- _QUOTED PASSAGE_:

[sheepdog-users] sheepdog replication got stuck

Tue Jan 7 07:31:18 CET 2014

Hi Liu,

thanks for your feedback. I will try the test you mentioned later on, when the recovery has finished.

Just one question, my understanding was, that the sheep daemon is flushing the cache after some time on it's own. Is there something like this or is the cache only flushed when a sync comes from the VM?

Thanks & Regards

Gerald

> -----Ursprüngliche Nachricht-----
> Von: Liu Yuan [mailto:namei.unix at gmail.com]
> Gesendet: Dienstag, 7. Januar 2014 07:17
> An: Gerald Richter
> Cc: Hitoshi Mitake; Lista sheepdog user
> Betreff: Re: [sheepdog-users] sheepdog replication got stuck
> 
> On Tue, Jan 07, 2014 at 06:55:34AM +0100, Gerald Richter - ECOS wrote:
> > Hi,
> >
> >
> > > >
> > > > 1. Can you reproduce this problem without object cache?
> >
> > I turned off the object cache on the node where the import is running and
> it worked without any problem. So it seems to be related to the object
> cache.
> >
> > Moreover I had one VM in the sheepdog cluster, which was not involved in
> the test, but which had real data. After I deleted the cache and restarted the
> node for the test, all changes in this VM were gone, because the cache was
> never flushed to the other node. It seems to me that the flush of the cache,
> gets stuck.
> 
> This probably means your QEMU doesn't send FLUSH to object cache.

- _ROWS_:
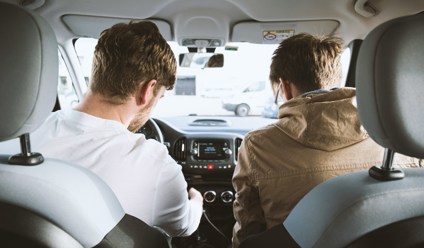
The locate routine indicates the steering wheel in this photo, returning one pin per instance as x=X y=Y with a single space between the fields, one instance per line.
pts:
x=151 y=130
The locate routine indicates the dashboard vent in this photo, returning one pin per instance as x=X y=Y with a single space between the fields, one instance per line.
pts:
x=238 y=144
x=210 y=122
x=180 y=149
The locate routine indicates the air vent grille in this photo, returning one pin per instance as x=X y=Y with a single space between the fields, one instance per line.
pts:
x=180 y=149
x=238 y=144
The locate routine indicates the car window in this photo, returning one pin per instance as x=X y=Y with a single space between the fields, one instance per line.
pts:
x=65 y=88
x=201 y=91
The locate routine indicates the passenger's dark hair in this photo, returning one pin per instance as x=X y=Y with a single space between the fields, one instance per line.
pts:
x=309 y=62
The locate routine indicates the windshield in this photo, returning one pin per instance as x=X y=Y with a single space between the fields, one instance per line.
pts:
x=240 y=88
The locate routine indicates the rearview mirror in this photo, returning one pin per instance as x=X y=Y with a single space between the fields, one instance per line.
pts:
x=201 y=60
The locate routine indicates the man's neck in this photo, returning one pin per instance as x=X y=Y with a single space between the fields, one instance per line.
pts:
x=96 y=105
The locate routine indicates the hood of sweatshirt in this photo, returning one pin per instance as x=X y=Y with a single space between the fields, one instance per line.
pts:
x=326 y=121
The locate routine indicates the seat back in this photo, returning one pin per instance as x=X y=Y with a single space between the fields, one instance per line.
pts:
x=356 y=210
x=46 y=202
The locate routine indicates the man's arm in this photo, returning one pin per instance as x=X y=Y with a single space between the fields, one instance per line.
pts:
x=247 y=206
x=177 y=211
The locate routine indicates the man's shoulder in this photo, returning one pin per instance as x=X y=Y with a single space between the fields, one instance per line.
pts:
x=265 y=132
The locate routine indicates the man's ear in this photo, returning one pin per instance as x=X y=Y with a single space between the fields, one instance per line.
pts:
x=145 y=92
x=287 y=88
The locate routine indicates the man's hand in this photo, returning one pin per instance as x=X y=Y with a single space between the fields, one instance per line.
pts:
x=195 y=195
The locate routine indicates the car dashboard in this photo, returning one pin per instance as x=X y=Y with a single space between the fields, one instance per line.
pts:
x=208 y=159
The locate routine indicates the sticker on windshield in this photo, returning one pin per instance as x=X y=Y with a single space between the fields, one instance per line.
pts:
x=276 y=36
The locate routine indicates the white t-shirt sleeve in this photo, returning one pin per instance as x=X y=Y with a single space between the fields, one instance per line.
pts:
x=173 y=211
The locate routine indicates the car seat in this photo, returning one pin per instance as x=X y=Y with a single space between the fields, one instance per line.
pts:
x=382 y=207
x=46 y=202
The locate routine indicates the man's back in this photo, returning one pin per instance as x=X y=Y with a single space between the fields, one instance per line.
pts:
x=146 y=180
x=318 y=136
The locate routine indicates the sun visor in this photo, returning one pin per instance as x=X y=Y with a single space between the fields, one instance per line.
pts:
x=92 y=26
x=275 y=32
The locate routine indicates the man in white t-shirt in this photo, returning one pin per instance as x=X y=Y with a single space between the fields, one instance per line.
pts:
x=132 y=67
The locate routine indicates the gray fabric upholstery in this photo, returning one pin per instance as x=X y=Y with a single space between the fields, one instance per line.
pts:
x=355 y=209
x=65 y=202
x=74 y=199
x=29 y=71
x=338 y=211
x=390 y=85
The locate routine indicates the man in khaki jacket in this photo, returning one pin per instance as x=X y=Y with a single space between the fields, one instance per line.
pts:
x=318 y=136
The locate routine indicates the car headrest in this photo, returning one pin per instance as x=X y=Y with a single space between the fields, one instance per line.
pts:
x=390 y=85
x=28 y=70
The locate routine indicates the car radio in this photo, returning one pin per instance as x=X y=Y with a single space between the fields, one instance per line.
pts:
x=206 y=156
x=210 y=150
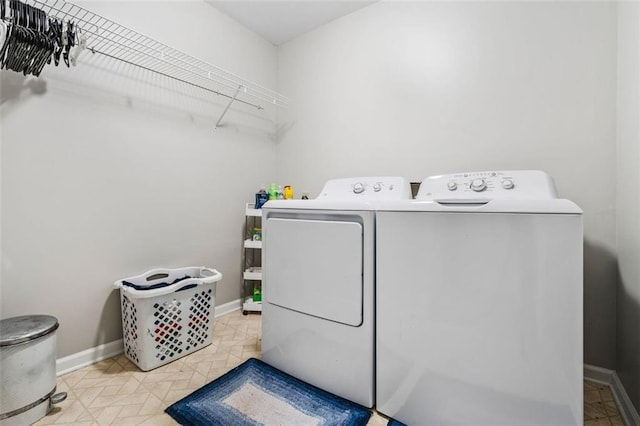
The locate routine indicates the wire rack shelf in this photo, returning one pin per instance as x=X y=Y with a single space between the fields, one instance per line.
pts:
x=110 y=39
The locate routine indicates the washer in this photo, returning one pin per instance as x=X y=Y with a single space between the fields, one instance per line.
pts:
x=318 y=284
x=479 y=303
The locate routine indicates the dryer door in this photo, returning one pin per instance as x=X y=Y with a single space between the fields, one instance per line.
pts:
x=315 y=267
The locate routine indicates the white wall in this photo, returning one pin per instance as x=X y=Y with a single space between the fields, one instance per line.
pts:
x=423 y=88
x=628 y=206
x=108 y=171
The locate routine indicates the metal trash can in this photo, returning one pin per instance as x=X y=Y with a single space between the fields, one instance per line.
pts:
x=27 y=369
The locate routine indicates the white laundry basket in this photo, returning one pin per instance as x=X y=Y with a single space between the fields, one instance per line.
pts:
x=166 y=316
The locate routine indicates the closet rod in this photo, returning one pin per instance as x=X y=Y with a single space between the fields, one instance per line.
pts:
x=115 y=41
x=233 y=98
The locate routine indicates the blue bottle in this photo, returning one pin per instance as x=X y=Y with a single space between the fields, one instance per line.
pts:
x=261 y=198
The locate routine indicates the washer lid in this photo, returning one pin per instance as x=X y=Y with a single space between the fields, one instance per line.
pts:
x=22 y=329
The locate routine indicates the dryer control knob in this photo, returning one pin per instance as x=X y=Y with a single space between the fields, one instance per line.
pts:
x=478 y=185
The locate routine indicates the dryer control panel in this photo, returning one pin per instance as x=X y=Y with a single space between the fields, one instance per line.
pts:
x=366 y=188
x=476 y=187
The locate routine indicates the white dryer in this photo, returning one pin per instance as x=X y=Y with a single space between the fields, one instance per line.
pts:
x=479 y=303
x=318 y=284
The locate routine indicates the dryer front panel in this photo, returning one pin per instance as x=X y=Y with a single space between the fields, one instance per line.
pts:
x=315 y=267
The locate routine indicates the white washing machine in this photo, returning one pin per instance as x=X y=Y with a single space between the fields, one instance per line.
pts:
x=479 y=303
x=318 y=285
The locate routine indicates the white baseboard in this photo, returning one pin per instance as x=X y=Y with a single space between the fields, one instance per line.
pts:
x=227 y=308
x=90 y=356
x=610 y=378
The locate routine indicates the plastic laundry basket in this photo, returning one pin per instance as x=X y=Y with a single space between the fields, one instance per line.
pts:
x=167 y=314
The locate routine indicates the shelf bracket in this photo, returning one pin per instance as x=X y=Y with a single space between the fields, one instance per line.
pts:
x=228 y=105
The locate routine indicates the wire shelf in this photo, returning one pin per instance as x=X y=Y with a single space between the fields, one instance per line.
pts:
x=108 y=38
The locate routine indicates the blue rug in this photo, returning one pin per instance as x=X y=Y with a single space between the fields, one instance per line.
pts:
x=255 y=393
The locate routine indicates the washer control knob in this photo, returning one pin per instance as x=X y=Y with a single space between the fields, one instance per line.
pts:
x=478 y=185
x=507 y=184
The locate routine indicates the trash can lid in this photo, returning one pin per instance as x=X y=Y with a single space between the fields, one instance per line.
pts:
x=25 y=328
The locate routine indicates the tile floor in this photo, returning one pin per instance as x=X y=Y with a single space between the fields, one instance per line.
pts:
x=115 y=391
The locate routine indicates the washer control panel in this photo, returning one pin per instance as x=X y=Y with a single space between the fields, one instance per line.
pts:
x=367 y=188
x=485 y=186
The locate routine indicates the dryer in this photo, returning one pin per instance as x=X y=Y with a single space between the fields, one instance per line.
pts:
x=479 y=303
x=318 y=284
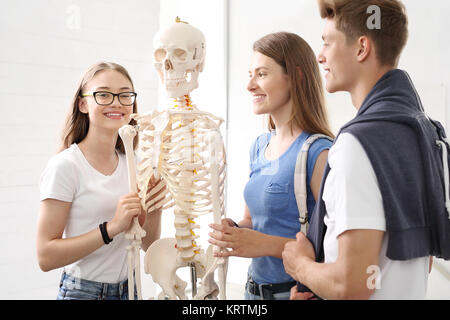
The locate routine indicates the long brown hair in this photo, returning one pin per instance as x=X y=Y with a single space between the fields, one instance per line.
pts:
x=298 y=61
x=77 y=123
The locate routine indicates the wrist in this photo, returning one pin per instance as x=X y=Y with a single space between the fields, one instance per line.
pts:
x=111 y=229
x=105 y=236
x=301 y=267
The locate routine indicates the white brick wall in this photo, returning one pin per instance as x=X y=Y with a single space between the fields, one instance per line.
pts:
x=45 y=47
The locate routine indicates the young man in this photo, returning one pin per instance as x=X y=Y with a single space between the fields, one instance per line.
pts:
x=381 y=213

- _GIVEN TASK 1_: In the sheepdog replication thread, rewrite the part between "Just one question, my" and "from the VM?", inclusive, swapping "VM" for "guest".
- _GIVEN TASK 2_: According to the sheepdog replication thread, what happened when the object cache was turned off on the node running the import?
The records are separate material from the sheepdog replication thread.

- _FINAL ANSWER 1_:
Just one question, my understanding was, that the sheep daemon is flushing the cache after some time on it's own. Is there something like this or is the cache only flushed when a sync comes from the guest?

- _FINAL ANSWER 2_: The import worked without any problem.